WHAT YOU ARE ASKED TO DO:
Your copy should match the entries exactly, with no images carried over.

SUPPLIED MATERIAL Block Start

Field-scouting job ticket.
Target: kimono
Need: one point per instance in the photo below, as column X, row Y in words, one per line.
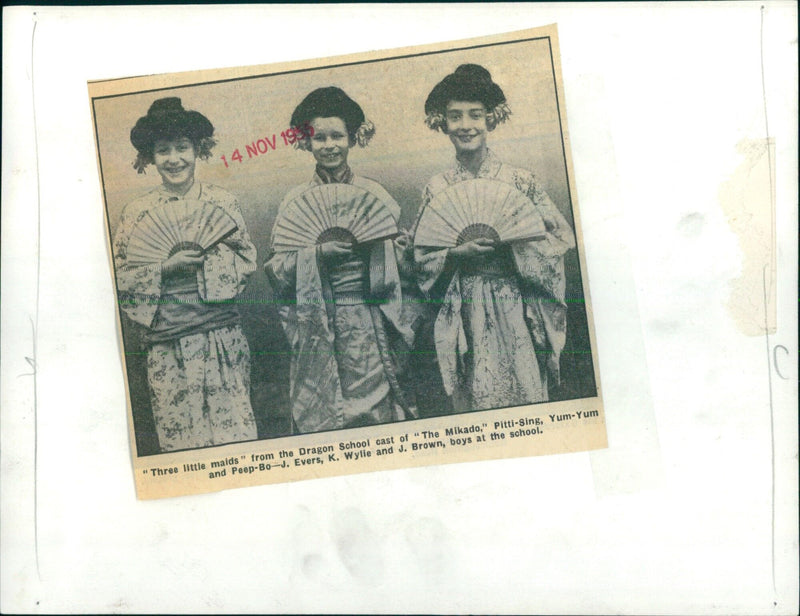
column 349, row 330
column 501, row 326
column 198, row 360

SUPPLIED MATERIAL Block End

COMPLETED EXERCISE:
Field-scouting job ticket.
Target: kimono
Need: one point per instance in the photo below, as column X, row Y in words, one per line.
column 349, row 330
column 501, row 326
column 198, row 360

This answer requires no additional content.